New features in RonDB 21.04#
Automated Thread Configuration#
Thread Configuration defaults to automatated configuration of threads based on the number of CPUs. This feature is introduced in NDB 8.0.23, in RonDB it is the default behaviour. A number of bug fixes have been found and fixed in this area. RonDB will make use of all CPUs it gets access to and also handles CPU locking automatically. It is possible to set NumCPUs to a specific number if one wants to override this default. It is also possible to use RonDB in a backwards compatible manner although this isn’t recommended.
Automated Memory Configuration#
NDB has historically required setting a large number of configuration parameters to set memory sizes of various memory pools. In RonDB 21.04 the default behaviour is that no configuration parameter is required. RonDB data nodes will use the entire memory available in the server/VM. One can limit the amount of memory it can use with a new configuration parameter TotalMemoryConfig.
Automated CPU spinning#
NDB 8.0.23 contained support for CPU spinning. RonDB 21.04 defaults to using LatencyOptimisedSpinning.
Improved networking through send thread handling#
RonDB 21.04 has made improvements to the send thread handling making it less aggressive and also automatically activating send delays at high loads.
Configurable number of replicas#
RonDB 21.04 solves another configuration problem from NDB 8.0.23. In NDB 8.0.23 and earlier releases of NDB one could only set NoOfReplicas at the initial start of the cluster. The only method to increase or decrease replication level was to perform a backup and restore.
In RonDB 21.04 one can set NoOfReplicas=3 even if one wants to run with a single replica. It is necessary to define the extra nodes in the configuration, but by setting the configuration parameter NodeActive=0 on those nodes, they are not really part of the cluster until they get activated.
To support this feature three new commands have been added in the management client.
The above commands activates/deactivates node 2 and the HOSTNAME command changes the hostname of node 2 to 192.168.1.113. A node must be inactive to make it possible to change its hostname.
This feature also makes it very easy to move a node from one hostname to another hostname.
3x performance improvement in ClusterJ API#
A new addition to the ClusterJ API was added that release data objects and Session objects to a cache rather than releasing them fully. In addition, an improvement of the garbage collection handling in ClusterJ was handled. These improvements led to a 3x improvement in a simple key lookup benchmark.

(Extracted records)
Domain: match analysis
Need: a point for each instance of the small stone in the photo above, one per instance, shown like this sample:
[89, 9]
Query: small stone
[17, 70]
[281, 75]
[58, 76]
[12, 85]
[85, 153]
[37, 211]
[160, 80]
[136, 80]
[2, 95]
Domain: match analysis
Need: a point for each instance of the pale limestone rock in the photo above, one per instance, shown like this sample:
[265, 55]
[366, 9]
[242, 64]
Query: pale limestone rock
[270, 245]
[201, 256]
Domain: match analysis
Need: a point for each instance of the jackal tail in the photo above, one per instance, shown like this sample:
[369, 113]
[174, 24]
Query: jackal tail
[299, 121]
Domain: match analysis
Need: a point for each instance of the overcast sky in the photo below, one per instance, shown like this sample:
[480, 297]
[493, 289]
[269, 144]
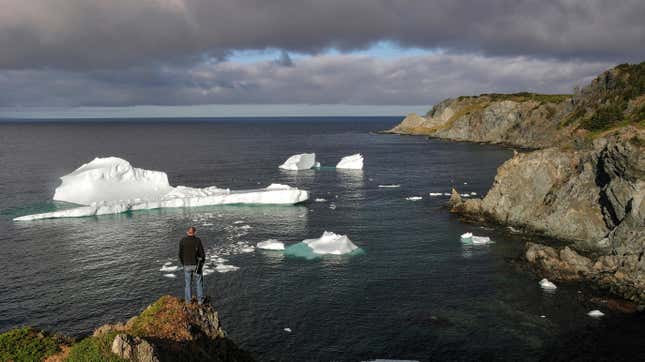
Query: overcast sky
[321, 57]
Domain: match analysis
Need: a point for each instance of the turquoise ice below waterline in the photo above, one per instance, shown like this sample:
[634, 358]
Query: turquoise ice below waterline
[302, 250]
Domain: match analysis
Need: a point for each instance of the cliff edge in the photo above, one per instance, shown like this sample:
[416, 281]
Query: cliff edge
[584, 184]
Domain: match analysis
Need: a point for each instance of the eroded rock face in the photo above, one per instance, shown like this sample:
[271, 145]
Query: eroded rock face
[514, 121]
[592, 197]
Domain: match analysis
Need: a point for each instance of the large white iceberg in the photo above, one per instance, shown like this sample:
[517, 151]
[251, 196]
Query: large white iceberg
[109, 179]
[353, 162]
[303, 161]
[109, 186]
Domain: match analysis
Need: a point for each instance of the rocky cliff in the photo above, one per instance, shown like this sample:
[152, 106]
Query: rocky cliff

• _Task instructions_
Can you duplicate the RonDB 21.04 feature notes from "In RonDB 21.04 one" to "to another hostname."?

• _Exercise answer_
In RonDB 21.04 one can set NoOfReplicas=3 even if one wants to run with a single replica. It is necessary to define the extra nodes in the configuration, but by setting the configuration parameter NodeActive=0 on those nodes, they are not really part of the cluster until they get activated.
To support this feature three new commands have been added in the management client.
The above commands activates/deactivates node 2 and the HOSTNAME command changes the hostname of node 2 to 192.168.1.113. A node must be inactive to make it possible to change its hostname.
This feature also makes it very easy to move a node from one hostname to another hostname.